List every line of the data below that contains the word "small", copying each line in full.
***** PROVIDED ENTRIES
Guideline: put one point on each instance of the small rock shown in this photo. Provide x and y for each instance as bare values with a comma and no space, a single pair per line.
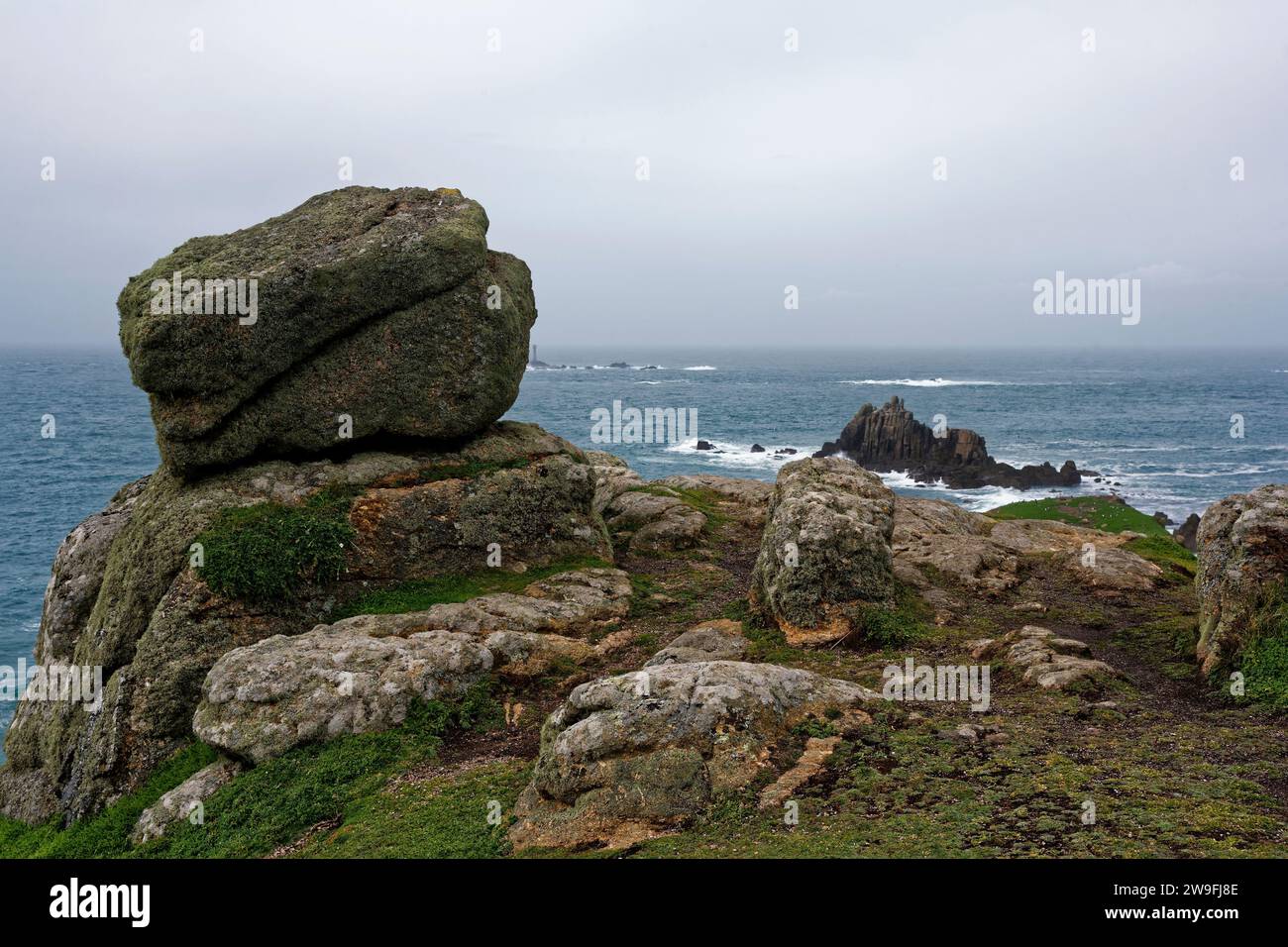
178,802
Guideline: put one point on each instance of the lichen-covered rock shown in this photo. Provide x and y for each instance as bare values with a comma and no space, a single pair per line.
635,755
1243,558
653,521
1048,661
527,631
381,305
742,499
824,553
1113,569
719,639
156,628
179,802
613,475
266,698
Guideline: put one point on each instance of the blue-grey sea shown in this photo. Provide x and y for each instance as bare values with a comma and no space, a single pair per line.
1157,423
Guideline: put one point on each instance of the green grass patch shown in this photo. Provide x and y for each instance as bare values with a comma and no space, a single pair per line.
419,594
267,552
1091,512
467,471
702,500
269,805
447,817
1166,552
1263,661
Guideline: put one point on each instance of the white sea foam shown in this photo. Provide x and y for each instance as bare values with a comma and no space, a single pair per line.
923,382
741,455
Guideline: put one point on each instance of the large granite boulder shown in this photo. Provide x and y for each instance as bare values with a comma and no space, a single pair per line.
824,554
384,307
635,755
1243,561
266,698
127,596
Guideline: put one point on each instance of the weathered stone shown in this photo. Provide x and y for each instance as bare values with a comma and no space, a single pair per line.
520,655
832,519
742,499
1113,569
1188,532
719,639
281,692
156,628
1243,560
568,603
179,802
635,755
381,305
613,475
1048,661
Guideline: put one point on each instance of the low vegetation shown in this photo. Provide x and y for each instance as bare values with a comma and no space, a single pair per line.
340,783
267,552
1093,512
419,594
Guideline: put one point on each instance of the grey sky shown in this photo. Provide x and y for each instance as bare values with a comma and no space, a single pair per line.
767,167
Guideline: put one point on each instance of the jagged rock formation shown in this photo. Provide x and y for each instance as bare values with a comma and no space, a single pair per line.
384,307
934,539
890,438
1243,566
824,554
719,639
635,755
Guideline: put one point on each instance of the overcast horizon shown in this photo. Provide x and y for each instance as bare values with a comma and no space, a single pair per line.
912,172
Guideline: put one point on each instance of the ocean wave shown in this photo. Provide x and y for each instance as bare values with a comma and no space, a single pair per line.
977,500
923,382
595,368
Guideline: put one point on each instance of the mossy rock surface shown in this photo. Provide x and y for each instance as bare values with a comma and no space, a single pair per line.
128,595
377,313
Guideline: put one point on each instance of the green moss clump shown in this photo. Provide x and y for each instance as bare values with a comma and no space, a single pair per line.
1263,661
465,471
1167,553
419,594
266,552
1093,512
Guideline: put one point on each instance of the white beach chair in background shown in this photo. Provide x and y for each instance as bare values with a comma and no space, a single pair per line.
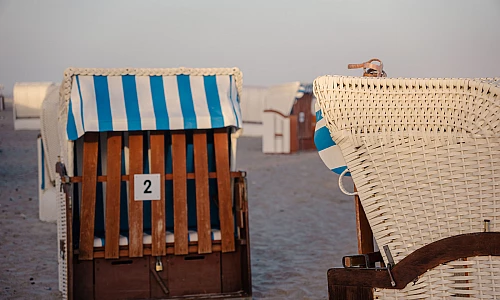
**********
== FINISHED TASK ==
Guideline: put one point on each instance of the small rock shown in this photo. Provide x and y for each instance as bare values with a comma and no space, a single pair per line.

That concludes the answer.